▸ EXCERPTED PASSAGE
━━━━━━━━━━━━━━━━

Dorothy Richardson's signature Photo: Photographed with permission from Friends House Library, London
Eye - 26 October 2012
From Dorothy's pen to prizes
Dorothy’s description
Friends House Library has a copy on the open shelves of Dorothy Richardson’s The Quakers, past and present, mentioned last week.
But Eye wonders if our librarian is aware that there is a handwritten letter from her pasted inside the front cover, describing the origin of the book? Thank you to John Lampen for unearthing the discovery!
Breaking the ice
The welcome will be chocolate-themed for freshers arriving at Birmingham University this year.
Birmingham alumnus Sheila Fox discovered that, as part of the Great Read At Birmingham (GRAB), all new undergraduate students this year have been sent a copy of Chocolate Wars by Deborah Cadbury in their welcome packs and have been encouraged to read it before arriving.
As a city with a distinguished history in chocolate, the staff and students of Birmingham University selected the book, which tells the story of Cadbury’s from the company’s early days through to its purchase by Kraft, because of its ‘positive portrayal of Birmingham and its links with a wide range of disciplines, from Business Management to Chemical Engineering and Theology.’
The GRAB scheme is relatively new, having been launched last year, and aims to help students ‘begin to engage with academic ideas and enjoy a shared experience with other freshers when they arrive’. But this is not simply a reading assignment! Freshers will be attending events and seminars relating to the theme of the book, ‘from examining the methods of chocolate making to the psychology behind eating chocolate treats.’
A lip-smacking start to the semester!
Prizes and pens
This week we take a break from Quakers portrayed by pens to take a peek at those who have put pen to paper themselves.
Travelling Towards War: John Ashford’s Journeys from Norfolk to Central Europe, 1938 and 1939, has been shortlisted for the EDP-Jarrold East Anglian Book Awards 2012 in the biography and memoir section.

━━━━━━━━━━━━━━━━

▸ DIRECTIVE A
Reproduce the records from their first line up to and including the line with "[391,239,405,264]", leaving out the pictures.
The Eye column and the records have nothing to do with each other.

━━━━━━━━━━━━━━━━

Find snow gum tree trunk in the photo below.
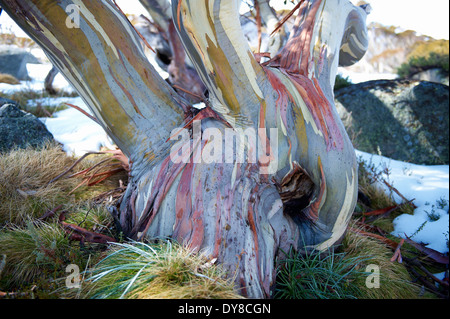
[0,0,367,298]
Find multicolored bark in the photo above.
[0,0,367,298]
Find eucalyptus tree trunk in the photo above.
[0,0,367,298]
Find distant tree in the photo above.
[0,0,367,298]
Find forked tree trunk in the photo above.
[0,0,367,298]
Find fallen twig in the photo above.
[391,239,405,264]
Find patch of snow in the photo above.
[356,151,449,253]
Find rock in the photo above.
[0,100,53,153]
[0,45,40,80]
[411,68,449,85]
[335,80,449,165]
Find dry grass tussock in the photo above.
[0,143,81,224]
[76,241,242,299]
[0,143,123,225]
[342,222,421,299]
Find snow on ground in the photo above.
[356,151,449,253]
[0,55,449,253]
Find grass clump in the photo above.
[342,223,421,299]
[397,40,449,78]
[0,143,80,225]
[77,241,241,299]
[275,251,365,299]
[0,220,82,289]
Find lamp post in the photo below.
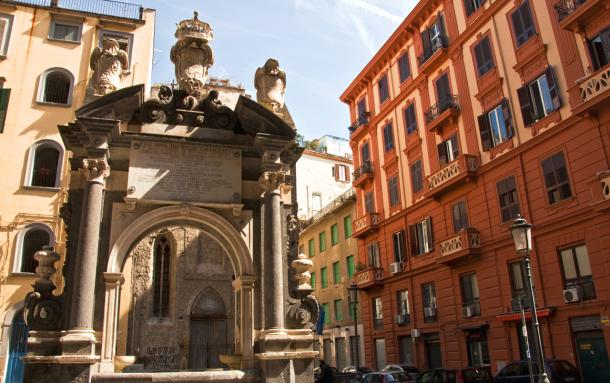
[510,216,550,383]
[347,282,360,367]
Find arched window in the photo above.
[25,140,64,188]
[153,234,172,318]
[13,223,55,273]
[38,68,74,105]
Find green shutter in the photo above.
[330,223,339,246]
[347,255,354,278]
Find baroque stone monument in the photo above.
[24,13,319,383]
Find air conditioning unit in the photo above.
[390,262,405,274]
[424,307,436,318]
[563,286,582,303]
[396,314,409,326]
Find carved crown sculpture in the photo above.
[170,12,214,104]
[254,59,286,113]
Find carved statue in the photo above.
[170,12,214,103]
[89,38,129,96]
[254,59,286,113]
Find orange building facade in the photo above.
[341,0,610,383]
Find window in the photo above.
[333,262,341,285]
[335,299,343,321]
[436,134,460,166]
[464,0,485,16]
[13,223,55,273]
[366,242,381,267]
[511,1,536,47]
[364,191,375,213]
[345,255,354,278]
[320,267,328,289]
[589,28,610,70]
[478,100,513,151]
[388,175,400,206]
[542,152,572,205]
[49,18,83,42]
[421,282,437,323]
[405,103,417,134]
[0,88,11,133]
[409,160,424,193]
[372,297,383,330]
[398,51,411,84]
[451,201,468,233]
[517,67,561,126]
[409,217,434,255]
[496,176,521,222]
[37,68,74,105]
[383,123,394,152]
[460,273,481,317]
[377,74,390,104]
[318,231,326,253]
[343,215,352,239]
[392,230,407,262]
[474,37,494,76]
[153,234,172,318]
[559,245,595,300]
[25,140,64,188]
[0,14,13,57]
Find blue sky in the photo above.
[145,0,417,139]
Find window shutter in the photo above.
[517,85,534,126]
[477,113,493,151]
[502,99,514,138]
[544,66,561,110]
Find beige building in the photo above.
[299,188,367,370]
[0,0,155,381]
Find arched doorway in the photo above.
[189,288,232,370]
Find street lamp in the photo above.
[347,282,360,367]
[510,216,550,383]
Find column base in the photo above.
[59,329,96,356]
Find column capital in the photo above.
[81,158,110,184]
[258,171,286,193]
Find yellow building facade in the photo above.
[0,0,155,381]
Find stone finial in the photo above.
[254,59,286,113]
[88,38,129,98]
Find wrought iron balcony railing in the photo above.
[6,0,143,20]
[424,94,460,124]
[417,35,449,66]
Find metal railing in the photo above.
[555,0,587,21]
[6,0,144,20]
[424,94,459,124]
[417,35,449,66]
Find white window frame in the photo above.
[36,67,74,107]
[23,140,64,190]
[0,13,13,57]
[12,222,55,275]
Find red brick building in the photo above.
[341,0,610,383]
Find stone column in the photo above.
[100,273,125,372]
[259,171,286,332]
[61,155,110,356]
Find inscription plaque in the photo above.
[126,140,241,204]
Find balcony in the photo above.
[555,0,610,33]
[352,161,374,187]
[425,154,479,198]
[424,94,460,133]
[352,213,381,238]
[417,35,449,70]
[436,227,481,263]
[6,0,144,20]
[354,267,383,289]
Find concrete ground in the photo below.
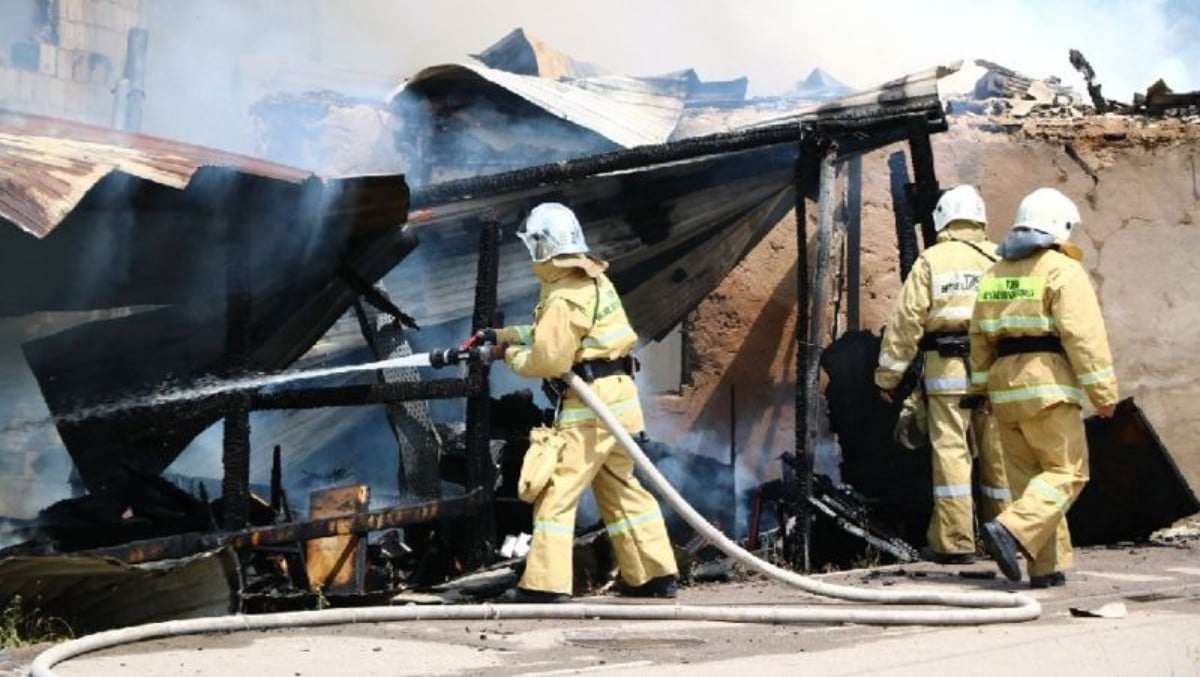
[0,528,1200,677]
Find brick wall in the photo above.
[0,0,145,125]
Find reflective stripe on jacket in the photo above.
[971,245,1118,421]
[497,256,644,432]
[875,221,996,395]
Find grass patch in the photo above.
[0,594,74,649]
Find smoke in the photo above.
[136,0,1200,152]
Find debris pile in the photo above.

━━━━━━━━━━━━━━━━

▸ DIRECTIVE B
Rewrite the Eye column from "Prizes and pens" up to and including "and memoir section.", putting "Suffolk" in place of "Norfolk".

▸ EXPECTED OUTPUT A
Find snow gum tree trunk in the photo below.
[0,0,367,298]
Find multicolored bark in the photo above.
[0,0,367,298]
Find eucalyptus tree trunk in the photo above.
[0,0,367,298]
Find distant tree in the photo above.
[0,0,367,298]
Find forked tree trunk in the photo above.
[0,0,367,298]
Find fallen twig in the photo above.
[391,239,405,264]

▸ EXPECTED OUTPUT B
Prizes and pens
This week we take a break from Quakers portrayed by pens to take a peek at those who have put pen to paper themselves.
Travelling Towards War: John Ashford’s Journeys from Suffolk to Central Europe, 1938 and 1939, has been shortlisted for the EDP-Jarrold East Anglian Book Awards 2012 in the biography and memoir section.